-- begin TEXT EXTRACT --
Propagating Succulents and Others
     This comfortably mild weather is excellent for taking trimmings of lots of plants that you want to propagate, like succulents and salvias and begonias, fuchsias, geraniums, hydrangeas, ivies, and marguerite daisies. 
     See my step-by-step instructions and techniques that are applicable to most plants -- Propagating Begonias From Cuttings - 10/29/16
 
Planting Bearded Irises, Daylilies, and “Real” Lilies
     If bearded irises haven’t bloomed well and look crowded, dig up clumps and separate rhizomes. Trim foliage to about eight inches from the rhizome.  Discard the old, leafless center sections (even if they’re still firm, since they probably won’t develop new shoots), and trim roots to two inches in length.  Replant in well-drained soil so the tops of their rhizomes are open to the air, with only their roots buried and growing straight down, in full sun.  Don’t fertilize, but water in well.
       Daylilies like to be one inch below the soil surface in either full sun or partial shade.
     Lilies need their bases shaded but foliage in the sun, so keep their soil always slightly moist as the bulbs don’t ever go fully dormant even after losing all their top foliage.
 
Arrange Your Own Dried Flowers
     Dry flowers for arrangements that you've grown yourself. The easiest to dry are baby's breath, bachelor's button, bells of Ireland, lavender, scabiosa, statice, strawflower, and yarrow. All but the bells of Ireland are best air-dried.  Tie a few stems into a loose bunch, and hang it up, flower heads down, in a cool, dark, dry place for several weeks. The exception is bells of Ireland--stand these upright in a container with a half-inch of water; flowers will dry as the water evaporates.
-- end TEXT EXTRACT --
_WORK INSTRUCTIONS:_
Can you rewrite the stretch of the garden notes from "Planting Bearded Irises, Daylilies, and" through "their top foliage.", changing "full sun" to "bright sun"? The entries after this point are unrelated to the garden notes.
-- begin EXCERPTED DATA --
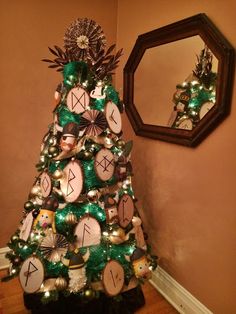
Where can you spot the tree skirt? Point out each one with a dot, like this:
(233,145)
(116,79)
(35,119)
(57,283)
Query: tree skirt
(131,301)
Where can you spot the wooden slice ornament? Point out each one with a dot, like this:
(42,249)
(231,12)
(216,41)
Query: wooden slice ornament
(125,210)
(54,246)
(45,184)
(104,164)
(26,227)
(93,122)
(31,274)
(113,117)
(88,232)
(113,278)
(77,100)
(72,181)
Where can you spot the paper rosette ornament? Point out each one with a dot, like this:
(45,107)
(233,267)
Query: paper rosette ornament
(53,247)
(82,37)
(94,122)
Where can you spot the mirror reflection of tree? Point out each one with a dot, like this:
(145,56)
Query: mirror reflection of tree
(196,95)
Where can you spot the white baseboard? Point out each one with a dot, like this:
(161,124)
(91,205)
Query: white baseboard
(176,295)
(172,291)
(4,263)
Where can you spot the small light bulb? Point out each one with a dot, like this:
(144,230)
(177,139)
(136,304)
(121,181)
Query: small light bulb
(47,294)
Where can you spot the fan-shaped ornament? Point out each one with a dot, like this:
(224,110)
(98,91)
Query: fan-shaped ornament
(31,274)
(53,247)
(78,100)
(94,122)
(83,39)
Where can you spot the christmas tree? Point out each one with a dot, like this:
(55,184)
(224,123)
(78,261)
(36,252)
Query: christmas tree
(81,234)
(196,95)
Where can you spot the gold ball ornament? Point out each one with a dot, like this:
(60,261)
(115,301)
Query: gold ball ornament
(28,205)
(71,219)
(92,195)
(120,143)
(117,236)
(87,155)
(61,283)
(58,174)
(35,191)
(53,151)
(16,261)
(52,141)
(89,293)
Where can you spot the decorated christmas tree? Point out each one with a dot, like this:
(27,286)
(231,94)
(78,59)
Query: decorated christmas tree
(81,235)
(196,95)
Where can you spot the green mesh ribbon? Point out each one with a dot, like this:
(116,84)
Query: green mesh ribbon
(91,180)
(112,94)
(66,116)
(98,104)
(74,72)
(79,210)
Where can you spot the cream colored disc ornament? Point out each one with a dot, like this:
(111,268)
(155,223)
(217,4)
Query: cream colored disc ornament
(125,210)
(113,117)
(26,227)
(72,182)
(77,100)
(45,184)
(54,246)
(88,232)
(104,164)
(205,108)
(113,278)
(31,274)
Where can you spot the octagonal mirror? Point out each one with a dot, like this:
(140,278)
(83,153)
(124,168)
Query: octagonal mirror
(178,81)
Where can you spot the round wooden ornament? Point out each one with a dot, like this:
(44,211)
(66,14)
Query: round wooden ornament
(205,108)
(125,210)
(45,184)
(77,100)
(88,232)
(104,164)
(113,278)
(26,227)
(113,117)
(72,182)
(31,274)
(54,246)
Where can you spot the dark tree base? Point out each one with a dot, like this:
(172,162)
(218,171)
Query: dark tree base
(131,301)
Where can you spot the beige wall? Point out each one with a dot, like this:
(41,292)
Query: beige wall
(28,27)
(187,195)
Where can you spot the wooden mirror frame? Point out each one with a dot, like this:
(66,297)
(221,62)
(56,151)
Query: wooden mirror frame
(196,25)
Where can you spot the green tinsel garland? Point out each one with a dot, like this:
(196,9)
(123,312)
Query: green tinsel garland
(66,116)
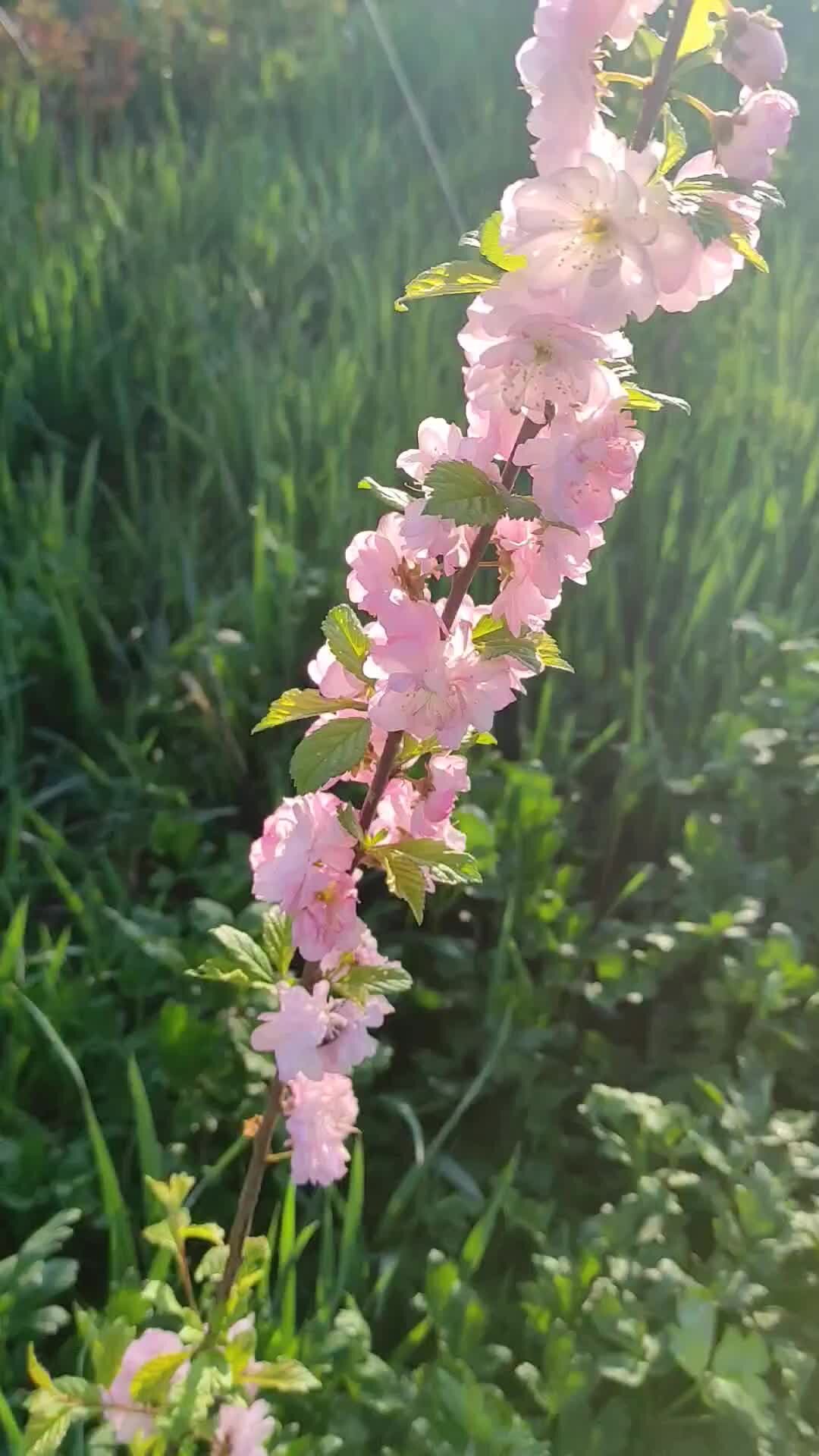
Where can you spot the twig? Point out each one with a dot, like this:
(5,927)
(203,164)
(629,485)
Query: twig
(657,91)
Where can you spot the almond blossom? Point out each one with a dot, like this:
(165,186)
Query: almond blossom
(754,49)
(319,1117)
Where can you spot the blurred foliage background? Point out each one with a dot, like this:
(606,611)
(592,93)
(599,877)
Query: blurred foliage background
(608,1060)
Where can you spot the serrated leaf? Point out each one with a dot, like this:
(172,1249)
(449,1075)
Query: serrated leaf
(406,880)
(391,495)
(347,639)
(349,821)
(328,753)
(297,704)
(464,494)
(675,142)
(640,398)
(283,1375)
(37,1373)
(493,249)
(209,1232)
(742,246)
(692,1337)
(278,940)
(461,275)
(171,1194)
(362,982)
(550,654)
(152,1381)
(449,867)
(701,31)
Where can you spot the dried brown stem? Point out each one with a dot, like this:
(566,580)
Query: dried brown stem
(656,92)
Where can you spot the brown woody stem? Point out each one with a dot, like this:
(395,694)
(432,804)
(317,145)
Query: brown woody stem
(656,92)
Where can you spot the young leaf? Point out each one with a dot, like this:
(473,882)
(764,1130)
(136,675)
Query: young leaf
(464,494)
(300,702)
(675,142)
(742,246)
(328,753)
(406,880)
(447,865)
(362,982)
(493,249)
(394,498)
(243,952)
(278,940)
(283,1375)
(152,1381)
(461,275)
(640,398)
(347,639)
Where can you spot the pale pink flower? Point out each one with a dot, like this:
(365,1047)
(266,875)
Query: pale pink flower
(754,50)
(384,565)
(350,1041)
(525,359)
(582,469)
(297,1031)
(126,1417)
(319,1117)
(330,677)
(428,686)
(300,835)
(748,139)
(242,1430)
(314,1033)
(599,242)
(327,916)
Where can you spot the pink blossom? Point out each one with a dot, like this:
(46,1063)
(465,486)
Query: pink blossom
-- end EXCERPTED DATA --
-- begin EXCERPTED DATA --
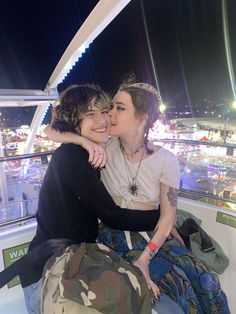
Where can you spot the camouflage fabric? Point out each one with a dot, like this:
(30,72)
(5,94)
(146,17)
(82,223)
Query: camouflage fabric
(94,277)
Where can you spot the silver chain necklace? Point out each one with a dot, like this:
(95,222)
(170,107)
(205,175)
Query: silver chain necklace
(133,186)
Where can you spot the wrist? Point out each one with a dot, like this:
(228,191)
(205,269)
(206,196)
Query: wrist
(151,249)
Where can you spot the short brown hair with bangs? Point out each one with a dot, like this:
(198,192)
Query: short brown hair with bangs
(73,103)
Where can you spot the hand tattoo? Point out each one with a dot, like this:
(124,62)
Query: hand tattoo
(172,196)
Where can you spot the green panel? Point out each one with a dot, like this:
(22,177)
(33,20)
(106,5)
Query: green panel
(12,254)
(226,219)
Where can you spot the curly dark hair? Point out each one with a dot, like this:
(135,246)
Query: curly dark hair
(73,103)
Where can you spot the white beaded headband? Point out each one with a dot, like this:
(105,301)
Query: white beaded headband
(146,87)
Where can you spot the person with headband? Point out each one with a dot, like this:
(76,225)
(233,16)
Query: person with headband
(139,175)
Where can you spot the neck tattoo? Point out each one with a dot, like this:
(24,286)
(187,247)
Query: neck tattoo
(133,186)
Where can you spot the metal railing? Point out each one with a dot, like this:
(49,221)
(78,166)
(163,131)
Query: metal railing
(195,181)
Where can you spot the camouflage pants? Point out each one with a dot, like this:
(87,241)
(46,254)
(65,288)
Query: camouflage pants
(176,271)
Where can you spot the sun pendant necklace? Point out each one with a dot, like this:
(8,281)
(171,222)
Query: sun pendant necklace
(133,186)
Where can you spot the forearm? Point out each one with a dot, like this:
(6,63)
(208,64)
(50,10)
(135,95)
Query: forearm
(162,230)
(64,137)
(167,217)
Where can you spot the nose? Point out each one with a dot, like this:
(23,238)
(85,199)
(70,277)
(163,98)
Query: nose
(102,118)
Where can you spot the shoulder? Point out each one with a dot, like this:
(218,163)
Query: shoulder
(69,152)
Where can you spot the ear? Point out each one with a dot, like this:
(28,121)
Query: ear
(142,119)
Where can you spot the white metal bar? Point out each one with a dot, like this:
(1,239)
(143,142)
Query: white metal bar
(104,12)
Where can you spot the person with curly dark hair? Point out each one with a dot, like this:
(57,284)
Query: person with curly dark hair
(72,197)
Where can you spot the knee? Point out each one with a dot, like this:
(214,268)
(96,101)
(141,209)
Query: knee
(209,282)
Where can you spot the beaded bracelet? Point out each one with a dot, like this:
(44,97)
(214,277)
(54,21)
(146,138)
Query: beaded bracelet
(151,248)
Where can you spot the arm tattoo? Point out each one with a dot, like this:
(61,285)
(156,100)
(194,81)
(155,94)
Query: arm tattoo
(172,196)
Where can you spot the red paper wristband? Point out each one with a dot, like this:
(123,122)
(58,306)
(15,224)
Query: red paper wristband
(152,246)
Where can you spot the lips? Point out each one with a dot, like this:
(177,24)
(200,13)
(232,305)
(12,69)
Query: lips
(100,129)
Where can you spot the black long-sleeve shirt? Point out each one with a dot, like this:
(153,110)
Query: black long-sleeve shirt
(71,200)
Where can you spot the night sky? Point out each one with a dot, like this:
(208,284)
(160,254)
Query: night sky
-- end EXCERPTED DATA --
_THE COMPLETED TASK:_
Planting Bearded Irises, Daylilies, and “Real” Lilies
     If bearded irises haven’t bloomed well and look crowded, dig up clumps and separate rhizomes. Trim foliage to about eight inches from the rhizome.  Discard the old, leafless center sections (even if they’re still firm, since they probably won’t develop new shoots), and trim roots to two inches in length.  Replant in well-drained soil so the tops of their rhizomes are open to the air, with only their roots buried and growing straight down, in bright sun.  Don’t fertilize, but water in well.
       Daylilies like to be one inch below the soil surface in either bright sun or partial shade.
     Lilies need their bases shaded but foliage in the sun, so keep their soil always slightly moist as the bulbs don’t ever go fully dormant even after losing all their top foliage.